▸ Task input
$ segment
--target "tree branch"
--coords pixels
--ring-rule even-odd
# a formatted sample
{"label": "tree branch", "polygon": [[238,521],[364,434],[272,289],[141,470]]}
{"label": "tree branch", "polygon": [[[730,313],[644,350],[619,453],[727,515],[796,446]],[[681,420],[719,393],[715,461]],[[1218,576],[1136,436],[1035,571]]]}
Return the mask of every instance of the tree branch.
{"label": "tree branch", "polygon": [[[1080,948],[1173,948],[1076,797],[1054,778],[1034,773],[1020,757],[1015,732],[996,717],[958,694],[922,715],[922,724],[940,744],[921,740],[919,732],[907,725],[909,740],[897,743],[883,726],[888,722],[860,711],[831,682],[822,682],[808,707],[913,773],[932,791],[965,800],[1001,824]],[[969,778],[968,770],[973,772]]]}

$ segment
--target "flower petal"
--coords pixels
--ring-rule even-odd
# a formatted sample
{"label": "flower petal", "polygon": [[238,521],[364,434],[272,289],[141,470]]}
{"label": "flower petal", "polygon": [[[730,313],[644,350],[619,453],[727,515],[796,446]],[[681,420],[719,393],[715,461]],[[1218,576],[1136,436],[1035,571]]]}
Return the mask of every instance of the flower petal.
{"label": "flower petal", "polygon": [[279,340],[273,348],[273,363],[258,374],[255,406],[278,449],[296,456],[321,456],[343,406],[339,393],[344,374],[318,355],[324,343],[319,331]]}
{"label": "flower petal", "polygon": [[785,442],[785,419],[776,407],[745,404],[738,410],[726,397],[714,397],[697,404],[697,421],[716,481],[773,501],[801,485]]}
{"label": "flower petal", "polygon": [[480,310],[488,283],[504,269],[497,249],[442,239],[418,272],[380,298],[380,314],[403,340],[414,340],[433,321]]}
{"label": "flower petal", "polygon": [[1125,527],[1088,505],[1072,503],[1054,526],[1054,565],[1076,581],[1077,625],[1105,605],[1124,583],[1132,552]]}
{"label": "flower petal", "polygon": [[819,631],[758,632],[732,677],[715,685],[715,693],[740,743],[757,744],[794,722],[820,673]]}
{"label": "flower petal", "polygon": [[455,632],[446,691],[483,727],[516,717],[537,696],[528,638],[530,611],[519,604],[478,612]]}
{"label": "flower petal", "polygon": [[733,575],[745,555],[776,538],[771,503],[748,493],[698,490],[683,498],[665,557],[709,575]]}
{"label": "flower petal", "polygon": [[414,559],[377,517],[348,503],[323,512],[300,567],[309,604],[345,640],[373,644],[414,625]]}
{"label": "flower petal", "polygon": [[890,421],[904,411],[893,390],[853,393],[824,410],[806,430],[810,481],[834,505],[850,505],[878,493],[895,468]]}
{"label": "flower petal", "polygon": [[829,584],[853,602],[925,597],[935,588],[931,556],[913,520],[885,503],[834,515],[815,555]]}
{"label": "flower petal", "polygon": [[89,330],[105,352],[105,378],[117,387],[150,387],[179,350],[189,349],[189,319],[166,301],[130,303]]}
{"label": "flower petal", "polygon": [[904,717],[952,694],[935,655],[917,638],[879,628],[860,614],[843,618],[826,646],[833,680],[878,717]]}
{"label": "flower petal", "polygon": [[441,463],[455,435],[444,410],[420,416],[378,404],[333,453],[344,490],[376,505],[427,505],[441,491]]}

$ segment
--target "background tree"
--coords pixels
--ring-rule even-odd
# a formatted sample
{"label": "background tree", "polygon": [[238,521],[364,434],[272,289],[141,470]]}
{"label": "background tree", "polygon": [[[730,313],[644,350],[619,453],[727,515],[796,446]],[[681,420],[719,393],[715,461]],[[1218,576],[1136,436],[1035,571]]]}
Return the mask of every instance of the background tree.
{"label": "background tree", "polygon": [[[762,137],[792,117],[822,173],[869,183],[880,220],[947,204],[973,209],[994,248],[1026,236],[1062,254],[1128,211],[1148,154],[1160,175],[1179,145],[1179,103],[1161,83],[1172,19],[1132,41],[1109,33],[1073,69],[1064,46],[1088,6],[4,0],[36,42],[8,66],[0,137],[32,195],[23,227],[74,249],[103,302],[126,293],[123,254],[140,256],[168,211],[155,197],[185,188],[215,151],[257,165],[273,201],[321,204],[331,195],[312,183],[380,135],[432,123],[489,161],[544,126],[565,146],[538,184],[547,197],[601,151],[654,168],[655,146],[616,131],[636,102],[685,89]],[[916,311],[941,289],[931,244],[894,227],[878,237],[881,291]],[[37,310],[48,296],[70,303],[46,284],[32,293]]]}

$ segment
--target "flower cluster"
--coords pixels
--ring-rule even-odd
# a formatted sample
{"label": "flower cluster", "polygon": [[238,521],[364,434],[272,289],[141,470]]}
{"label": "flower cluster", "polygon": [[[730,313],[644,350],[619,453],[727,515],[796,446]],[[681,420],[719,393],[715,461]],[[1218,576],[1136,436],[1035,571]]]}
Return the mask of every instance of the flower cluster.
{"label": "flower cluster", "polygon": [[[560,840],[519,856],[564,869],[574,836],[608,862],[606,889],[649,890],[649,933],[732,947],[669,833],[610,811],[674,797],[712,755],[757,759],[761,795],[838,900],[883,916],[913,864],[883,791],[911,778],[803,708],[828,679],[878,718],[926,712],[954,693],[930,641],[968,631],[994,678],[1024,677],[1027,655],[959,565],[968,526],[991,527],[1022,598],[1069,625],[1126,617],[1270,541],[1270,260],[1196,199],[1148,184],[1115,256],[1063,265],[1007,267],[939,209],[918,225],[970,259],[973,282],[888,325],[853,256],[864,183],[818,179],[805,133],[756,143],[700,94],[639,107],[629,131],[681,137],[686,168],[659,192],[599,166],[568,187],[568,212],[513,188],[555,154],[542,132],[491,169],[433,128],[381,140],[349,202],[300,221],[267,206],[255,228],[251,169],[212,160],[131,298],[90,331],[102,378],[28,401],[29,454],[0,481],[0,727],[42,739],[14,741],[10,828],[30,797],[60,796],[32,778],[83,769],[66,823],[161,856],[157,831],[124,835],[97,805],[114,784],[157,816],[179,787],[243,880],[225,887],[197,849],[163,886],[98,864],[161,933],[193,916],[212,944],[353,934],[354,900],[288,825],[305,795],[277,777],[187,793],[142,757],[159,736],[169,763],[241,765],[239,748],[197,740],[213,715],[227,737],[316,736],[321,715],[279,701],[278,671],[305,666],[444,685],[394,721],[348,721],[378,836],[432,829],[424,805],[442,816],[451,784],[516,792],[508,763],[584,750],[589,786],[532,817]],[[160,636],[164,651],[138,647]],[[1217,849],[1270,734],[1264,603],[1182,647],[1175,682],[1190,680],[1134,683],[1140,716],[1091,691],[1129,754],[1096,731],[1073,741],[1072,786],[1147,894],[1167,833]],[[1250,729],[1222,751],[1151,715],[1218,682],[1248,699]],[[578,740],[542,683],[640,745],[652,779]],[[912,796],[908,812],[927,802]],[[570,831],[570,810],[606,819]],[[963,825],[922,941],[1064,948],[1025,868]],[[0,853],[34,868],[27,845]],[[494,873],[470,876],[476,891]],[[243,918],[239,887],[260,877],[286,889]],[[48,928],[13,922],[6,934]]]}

▸ Work to do
Edit the entries above so that "mask" becomes "outline" in every place it occurs, keeping everything else the same.

▸ Reply
$ segment
--target "tree branch"
--coords pixels
--ring-rule even-odd
# a formatted sample
{"label": "tree branch", "polygon": [[238,521],[364,434],[272,289],[141,470]]}
{"label": "tree branch", "polygon": [[[730,313],[644,350],[619,453],[727,515],[796,446]],[[681,420],[719,393],[715,461]],[[1218,576],[1136,436],[1035,571]]]}
Return the outline of every instance of the tree branch.
{"label": "tree branch", "polygon": [[[1080,948],[1173,948],[1076,797],[1054,778],[1034,773],[1020,757],[1015,732],[996,717],[958,694],[922,715],[922,724],[940,744],[921,740],[919,732],[907,725],[909,740],[897,743],[883,726],[888,722],[860,711],[831,682],[822,682],[808,707],[913,773],[932,791],[965,800],[1001,824]],[[969,778],[968,770],[973,772]]]}

$ segment
--target "flower petal"
--coords pixels
--ring-rule even-odd
# a formatted sample
{"label": "flower petal", "polygon": [[238,521],[364,434],[272,289],[141,470]]}
{"label": "flower petal", "polygon": [[[730,313],[644,350],[619,453],[727,515],[796,446]],[[681,420],[719,393],[715,461]],[[1218,576],[1136,436],[1035,571]]]}
Return the outline of every instance of the flower petal.
{"label": "flower petal", "polygon": [[279,340],[273,348],[273,363],[258,374],[255,406],[278,449],[296,456],[321,456],[343,406],[339,393],[344,374],[318,355],[324,343],[319,331]]}
{"label": "flower petal", "polygon": [[785,442],[785,419],[776,407],[745,404],[738,410],[726,397],[714,397],[697,404],[697,421],[716,481],[773,501],[801,485]]}
{"label": "flower petal", "polygon": [[480,310],[488,283],[504,269],[497,249],[442,239],[418,272],[380,298],[380,314],[403,340],[414,340],[433,321]]}
{"label": "flower petal", "polygon": [[1125,527],[1088,505],[1072,503],[1054,526],[1054,565],[1076,581],[1077,625],[1105,605],[1124,583],[1132,552]]}
{"label": "flower petal", "polygon": [[819,631],[758,632],[732,677],[715,685],[715,693],[740,743],[757,744],[794,722],[820,673]]}
{"label": "flower petal", "polygon": [[455,632],[446,691],[483,727],[516,717],[537,696],[528,638],[530,611],[519,604],[478,612]]}
{"label": "flower petal", "polygon": [[733,575],[745,555],[776,538],[771,503],[748,493],[698,490],[683,498],[665,557],[709,575]]}
{"label": "flower petal", "polygon": [[414,559],[377,517],[348,503],[323,512],[300,567],[309,604],[345,640],[373,644],[414,625]]}
{"label": "flower petal", "polygon": [[890,421],[904,411],[893,390],[853,393],[824,410],[806,430],[810,481],[834,505],[850,505],[878,493],[895,468]]}
{"label": "flower petal", "polygon": [[829,584],[853,602],[925,597],[935,588],[931,556],[913,520],[885,503],[834,515],[815,555]]}
{"label": "flower petal", "polygon": [[89,330],[105,352],[105,378],[117,387],[150,387],[179,350],[189,349],[189,319],[166,301],[130,303]]}
{"label": "flower petal", "polygon": [[904,717],[952,694],[935,655],[917,638],[879,628],[860,614],[843,618],[826,646],[833,680],[878,717]]}
{"label": "flower petal", "polygon": [[441,463],[455,435],[444,410],[420,416],[378,404],[333,453],[344,490],[376,505],[427,505],[441,491]]}

$ segment
--target "background tree"
--coords pixels
--ring-rule even-odd
# a formatted sample
{"label": "background tree", "polygon": [[238,521],[364,434],[272,289],[141,470]]}
{"label": "background tree", "polygon": [[[730,313],[644,350],[619,453],[727,515],[796,446]],[[681,420],[719,393],[715,461]],[[1218,576],[1136,436],[1035,571]]]}
Return the outline of every instance of the background tree.
{"label": "background tree", "polygon": [[[762,137],[792,117],[822,173],[869,183],[880,220],[947,204],[973,209],[994,248],[1026,236],[1062,254],[1128,211],[1148,154],[1160,175],[1179,145],[1179,103],[1161,83],[1172,19],[1132,41],[1109,33],[1073,69],[1064,46],[1088,6],[4,0],[36,42],[8,66],[0,137],[32,195],[23,227],[74,249],[103,302],[126,293],[123,254],[140,256],[168,211],[155,197],[185,188],[215,151],[257,165],[273,201],[321,204],[331,195],[312,183],[380,135],[432,123],[489,161],[544,126],[565,146],[538,184],[547,197],[601,151],[654,168],[655,146],[616,131],[636,102],[685,89]],[[916,311],[941,289],[931,244],[894,227],[878,237],[881,291]],[[37,310],[48,296],[70,303],[46,284],[32,293]]]}

$ segment
--target "flower cluster"
--coords pixels
--ring-rule even-odd
# a formatted sample
{"label": "flower cluster", "polygon": [[238,521],[364,434],[272,289],[141,470]]}
{"label": "flower cluster", "polygon": [[[730,313],[644,350],[619,453],[727,515],[796,446]],[[681,420],[719,393],[715,461]],[[1218,576],[1136,436],[1035,571]]]}
Return the outline of every instance of the flower cluster.
{"label": "flower cluster", "polygon": [[[560,840],[519,856],[564,869],[574,836],[608,862],[606,889],[649,890],[649,933],[732,947],[669,833],[610,811],[674,797],[712,755],[757,759],[761,795],[838,900],[883,916],[913,864],[883,791],[911,778],[803,708],[828,679],[878,718],[926,712],[954,693],[930,641],[968,631],[994,678],[1024,677],[1027,655],[959,565],[968,526],[991,527],[1022,598],[1069,625],[1126,617],[1270,541],[1270,260],[1196,199],[1148,184],[1115,256],[1063,265],[1007,267],[939,209],[918,225],[970,259],[973,282],[888,325],[853,256],[864,183],[818,179],[805,133],[756,143],[700,94],[639,107],[629,131],[681,137],[686,168],[659,192],[599,166],[568,187],[568,212],[513,188],[555,154],[542,132],[491,169],[433,128],[381,140],[349,202],[300,221],[267,206],[255,228],[251,169],[212,160],[131,298],[90,331],[102,378],[28,401],[29,454],[0,481],[0,727],[42,739],[14,741],[10,828],[30,797],[60,796],[32,778],[83,769],[66,823],[161,856],[157,831],[124,835],[97,805],[114,784],[157,816],[179,787],[243,880],[225,887],[197,849],[163,886],[98,864],[161,933],[193,916],[212,944],[353,934],[354,900],[288,825],[305,795],[277,777],[187,793],[142,757],[159,736],[169,763],[241,765],[239,748],[197,740],[213,715],[227,737],[316,736],[321,715],[279,701],[278,671],[305,666],[444,685],[394,721],[348,721],[378,836],[432,829],[424,805],[442,816],[451,784],[516,792],[508,763],[584,750],[589,786],[532,817]],[[160,636],[164,651],[138,647]],[[1217,849],[1270,734],[1264,603],[1182,647],[1175,682],[1190,680],[1134,683],[1140,716],[1091,691],[1129,754],[1096,731],[1073,741],[1072,786],[1147,894],[1167,833]],[[1250,729],[1222,751],[1151,715],[1218,682],[1248,699]],[[578,740],[542,683],[640,745],[652,779]],[[912,796],[908,812],[927,802]],[[570,831],[570,810],[606,819]],[[963,825],[922,941],[1064,948],[1025,868]],[[0,853],[34,868],[27,845]],[[494,873],[470,876],[476,891]],[[243,918],[239,887],[260,877],[286,889]],[[48,928],[13,922],[6,934]]]}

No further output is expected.